# start of THE DATA

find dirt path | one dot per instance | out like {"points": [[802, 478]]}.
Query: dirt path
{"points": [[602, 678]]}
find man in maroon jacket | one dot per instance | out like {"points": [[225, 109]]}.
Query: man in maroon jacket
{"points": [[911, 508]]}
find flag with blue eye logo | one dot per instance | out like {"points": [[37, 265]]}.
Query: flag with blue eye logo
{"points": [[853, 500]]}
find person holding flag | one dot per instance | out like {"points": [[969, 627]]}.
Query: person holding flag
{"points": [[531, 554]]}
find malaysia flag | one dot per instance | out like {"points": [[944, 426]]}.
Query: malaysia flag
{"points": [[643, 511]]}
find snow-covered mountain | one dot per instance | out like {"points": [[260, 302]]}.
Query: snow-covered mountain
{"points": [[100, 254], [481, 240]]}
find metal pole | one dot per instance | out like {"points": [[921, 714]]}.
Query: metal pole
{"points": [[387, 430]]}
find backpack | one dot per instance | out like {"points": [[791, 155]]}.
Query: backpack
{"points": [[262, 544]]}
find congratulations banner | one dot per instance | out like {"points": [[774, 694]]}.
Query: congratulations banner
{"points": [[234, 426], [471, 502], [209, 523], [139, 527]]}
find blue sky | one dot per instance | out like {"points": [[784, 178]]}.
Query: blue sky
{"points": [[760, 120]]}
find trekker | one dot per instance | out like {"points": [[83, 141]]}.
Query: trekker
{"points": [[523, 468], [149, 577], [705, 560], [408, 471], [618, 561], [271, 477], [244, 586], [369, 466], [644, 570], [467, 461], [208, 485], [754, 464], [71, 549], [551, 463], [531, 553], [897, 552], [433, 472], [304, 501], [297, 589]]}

# end of THE DATA

*STATED GOAL:* Rewrite the lines from the one containing "find congratulations banner" through the last line, inclusive, replacing "trekker" with "hiker" and leaving everything else unchanged.

*TASK SOLUTION:*
find congratulations banner | one dot per instance | out like {"points": [[774, 694]]}.
Query: congratulations banner
{"points": [[234, 426], [471, 502], [209, 523], [139, 527]]}
find blue sky | one dot per instance | out like {"points": [[784, 178]]}.
Query: blue sky
{"points": [[760, 120]]}
find hiker | one dot per instance | out like {"points": [[83, 141]]}.
Query: hiker
{"points": [[523, 468], [149, 577], [705, 560], [408, 471], [618, 561], [271, 477], [244, 586], [369, 466], [644, 570], [467, 461], [208, 485], [754, 464], [71, 549], [551, 463], [531, 553], [897, 552], [433, 472], [304, 501], [297, 589]]}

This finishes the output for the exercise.